### Short problem
State how many lines of the records below contain the word "recliner". Reply with the number alone.
**** The input ****
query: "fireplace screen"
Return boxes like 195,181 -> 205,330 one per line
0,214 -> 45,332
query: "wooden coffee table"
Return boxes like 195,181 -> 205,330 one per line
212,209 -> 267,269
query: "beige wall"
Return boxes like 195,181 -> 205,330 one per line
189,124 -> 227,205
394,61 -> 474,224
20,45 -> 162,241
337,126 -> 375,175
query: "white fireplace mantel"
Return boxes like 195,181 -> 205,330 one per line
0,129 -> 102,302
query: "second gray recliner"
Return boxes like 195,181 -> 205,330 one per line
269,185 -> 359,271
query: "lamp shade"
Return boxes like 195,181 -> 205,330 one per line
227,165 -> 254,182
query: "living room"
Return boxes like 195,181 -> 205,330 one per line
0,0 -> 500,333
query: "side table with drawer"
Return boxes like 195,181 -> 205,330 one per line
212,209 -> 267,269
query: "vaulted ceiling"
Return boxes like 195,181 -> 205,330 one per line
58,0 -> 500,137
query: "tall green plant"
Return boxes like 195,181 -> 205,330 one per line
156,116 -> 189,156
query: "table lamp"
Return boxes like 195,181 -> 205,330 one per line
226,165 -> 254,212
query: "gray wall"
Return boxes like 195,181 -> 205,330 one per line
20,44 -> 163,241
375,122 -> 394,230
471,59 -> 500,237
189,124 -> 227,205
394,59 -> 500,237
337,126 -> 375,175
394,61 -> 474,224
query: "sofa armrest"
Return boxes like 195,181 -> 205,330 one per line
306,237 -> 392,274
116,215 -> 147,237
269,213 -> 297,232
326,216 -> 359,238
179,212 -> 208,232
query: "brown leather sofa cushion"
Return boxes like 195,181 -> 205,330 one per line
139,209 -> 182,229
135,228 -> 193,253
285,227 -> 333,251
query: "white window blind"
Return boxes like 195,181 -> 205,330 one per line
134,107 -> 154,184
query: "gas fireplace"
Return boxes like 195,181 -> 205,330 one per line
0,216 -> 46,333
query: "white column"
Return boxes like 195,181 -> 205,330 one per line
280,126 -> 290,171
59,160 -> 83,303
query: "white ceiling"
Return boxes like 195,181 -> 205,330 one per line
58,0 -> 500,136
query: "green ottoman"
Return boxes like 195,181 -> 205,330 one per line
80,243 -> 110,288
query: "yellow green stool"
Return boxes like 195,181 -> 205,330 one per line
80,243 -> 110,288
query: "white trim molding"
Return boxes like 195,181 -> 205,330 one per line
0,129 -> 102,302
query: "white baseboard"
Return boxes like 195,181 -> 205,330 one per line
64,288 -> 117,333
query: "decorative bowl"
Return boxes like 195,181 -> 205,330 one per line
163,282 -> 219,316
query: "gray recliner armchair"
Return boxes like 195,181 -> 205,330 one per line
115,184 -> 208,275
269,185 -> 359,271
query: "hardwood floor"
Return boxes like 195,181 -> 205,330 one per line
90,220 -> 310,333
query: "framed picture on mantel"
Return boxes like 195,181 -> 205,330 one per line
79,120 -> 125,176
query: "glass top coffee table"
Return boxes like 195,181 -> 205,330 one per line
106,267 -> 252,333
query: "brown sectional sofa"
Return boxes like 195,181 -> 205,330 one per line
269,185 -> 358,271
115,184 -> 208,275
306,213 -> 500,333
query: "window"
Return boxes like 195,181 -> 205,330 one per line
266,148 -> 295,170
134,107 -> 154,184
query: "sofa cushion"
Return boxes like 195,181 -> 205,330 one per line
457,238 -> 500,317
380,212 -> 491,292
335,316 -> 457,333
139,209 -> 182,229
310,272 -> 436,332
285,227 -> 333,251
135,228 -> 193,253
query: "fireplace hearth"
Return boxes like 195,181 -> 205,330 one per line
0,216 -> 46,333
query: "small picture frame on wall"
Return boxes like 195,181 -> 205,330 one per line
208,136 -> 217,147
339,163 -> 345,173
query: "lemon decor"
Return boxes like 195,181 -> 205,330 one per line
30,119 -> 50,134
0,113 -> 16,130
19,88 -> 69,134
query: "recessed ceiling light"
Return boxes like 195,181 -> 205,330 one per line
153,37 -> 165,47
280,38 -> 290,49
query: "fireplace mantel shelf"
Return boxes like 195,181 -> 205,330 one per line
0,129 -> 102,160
****
### Right answer
2